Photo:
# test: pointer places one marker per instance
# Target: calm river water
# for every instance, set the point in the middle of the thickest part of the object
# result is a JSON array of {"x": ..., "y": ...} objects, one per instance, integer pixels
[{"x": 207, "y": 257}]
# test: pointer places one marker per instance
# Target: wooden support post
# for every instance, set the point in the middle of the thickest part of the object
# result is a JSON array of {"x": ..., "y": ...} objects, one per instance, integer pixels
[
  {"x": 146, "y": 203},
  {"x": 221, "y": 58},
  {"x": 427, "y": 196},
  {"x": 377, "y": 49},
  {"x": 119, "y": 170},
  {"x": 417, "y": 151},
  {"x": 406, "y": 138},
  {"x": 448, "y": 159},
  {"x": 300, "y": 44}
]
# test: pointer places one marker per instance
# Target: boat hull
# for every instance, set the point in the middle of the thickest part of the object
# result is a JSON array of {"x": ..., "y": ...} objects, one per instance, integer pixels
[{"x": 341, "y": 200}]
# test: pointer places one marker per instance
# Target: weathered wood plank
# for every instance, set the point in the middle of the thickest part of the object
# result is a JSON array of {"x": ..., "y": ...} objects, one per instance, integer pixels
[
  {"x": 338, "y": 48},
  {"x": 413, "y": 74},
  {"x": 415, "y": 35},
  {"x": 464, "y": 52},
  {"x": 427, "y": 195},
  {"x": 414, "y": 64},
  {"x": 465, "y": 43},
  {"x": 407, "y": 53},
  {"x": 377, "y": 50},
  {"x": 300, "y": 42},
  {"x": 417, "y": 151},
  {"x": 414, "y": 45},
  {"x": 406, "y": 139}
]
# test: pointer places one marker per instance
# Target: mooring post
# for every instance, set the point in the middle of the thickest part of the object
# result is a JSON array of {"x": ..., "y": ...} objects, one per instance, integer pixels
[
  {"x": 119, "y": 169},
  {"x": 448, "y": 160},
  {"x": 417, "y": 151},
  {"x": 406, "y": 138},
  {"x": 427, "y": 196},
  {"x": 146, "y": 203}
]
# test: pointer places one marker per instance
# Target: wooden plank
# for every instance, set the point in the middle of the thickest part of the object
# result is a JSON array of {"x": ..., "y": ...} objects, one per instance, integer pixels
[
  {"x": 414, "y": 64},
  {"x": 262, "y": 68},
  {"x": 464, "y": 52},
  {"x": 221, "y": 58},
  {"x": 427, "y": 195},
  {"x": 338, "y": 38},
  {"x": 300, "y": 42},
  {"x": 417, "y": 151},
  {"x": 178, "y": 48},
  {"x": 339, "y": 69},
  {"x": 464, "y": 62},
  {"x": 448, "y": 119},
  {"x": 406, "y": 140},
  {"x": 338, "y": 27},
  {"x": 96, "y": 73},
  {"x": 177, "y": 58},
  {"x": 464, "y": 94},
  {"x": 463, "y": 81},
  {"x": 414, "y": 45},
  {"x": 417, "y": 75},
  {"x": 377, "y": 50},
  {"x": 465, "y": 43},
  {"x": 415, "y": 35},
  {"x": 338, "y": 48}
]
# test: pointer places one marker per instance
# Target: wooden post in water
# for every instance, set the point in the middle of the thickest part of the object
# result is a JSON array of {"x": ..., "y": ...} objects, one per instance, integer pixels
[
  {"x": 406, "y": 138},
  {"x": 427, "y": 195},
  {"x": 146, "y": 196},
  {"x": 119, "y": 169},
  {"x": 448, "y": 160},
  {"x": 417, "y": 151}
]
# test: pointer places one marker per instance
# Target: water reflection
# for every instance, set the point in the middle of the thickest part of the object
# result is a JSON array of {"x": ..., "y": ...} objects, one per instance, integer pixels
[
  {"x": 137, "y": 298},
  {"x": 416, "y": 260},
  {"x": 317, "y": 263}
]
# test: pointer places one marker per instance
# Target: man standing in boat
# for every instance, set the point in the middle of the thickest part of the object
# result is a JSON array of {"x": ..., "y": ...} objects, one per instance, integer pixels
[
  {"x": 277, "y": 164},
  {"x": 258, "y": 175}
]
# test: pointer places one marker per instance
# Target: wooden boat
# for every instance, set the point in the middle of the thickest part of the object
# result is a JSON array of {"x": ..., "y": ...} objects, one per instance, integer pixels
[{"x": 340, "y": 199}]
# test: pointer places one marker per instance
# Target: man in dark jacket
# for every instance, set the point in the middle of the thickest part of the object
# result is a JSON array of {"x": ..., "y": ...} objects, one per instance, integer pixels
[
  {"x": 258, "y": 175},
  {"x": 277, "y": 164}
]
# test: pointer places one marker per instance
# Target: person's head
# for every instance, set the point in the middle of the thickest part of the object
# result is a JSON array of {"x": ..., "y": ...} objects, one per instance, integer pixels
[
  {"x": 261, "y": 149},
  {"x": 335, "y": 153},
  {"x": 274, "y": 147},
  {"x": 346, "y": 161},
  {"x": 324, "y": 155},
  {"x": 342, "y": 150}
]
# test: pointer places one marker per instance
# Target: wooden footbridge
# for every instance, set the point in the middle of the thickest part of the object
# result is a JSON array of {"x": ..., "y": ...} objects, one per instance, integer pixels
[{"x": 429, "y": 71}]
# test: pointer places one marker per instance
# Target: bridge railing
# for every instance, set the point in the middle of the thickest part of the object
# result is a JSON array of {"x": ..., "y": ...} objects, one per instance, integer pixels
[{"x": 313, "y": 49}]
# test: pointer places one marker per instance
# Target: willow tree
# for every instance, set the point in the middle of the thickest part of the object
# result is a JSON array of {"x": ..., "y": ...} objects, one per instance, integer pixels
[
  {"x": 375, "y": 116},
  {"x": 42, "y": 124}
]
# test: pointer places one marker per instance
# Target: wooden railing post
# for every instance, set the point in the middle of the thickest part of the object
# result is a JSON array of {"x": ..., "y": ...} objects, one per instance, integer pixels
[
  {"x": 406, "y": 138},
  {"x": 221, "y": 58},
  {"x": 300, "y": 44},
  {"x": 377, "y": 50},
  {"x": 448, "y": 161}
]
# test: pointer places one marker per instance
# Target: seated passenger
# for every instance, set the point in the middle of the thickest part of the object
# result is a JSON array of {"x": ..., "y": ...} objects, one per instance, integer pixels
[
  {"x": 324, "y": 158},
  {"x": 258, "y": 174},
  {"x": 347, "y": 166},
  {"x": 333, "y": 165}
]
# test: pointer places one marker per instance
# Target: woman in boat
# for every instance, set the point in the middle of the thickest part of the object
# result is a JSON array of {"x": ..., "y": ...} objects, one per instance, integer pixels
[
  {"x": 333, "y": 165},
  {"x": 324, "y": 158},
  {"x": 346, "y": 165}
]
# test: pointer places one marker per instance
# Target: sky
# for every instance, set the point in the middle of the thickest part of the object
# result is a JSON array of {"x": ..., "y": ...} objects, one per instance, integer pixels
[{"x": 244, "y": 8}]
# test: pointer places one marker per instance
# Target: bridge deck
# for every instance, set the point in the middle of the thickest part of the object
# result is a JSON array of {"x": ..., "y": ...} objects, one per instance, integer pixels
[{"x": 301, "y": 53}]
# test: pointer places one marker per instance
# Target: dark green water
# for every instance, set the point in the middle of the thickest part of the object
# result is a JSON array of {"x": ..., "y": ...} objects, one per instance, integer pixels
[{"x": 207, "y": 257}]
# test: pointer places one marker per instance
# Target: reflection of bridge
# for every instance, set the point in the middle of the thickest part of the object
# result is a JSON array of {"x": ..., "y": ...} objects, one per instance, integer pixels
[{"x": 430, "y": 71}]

********

**What to do:**
Report every line in the listing above that contains the word "dark", reproducing each such line in full.

**Result of the exercise:**
# Target: man in dark jacket
# Target: dark green water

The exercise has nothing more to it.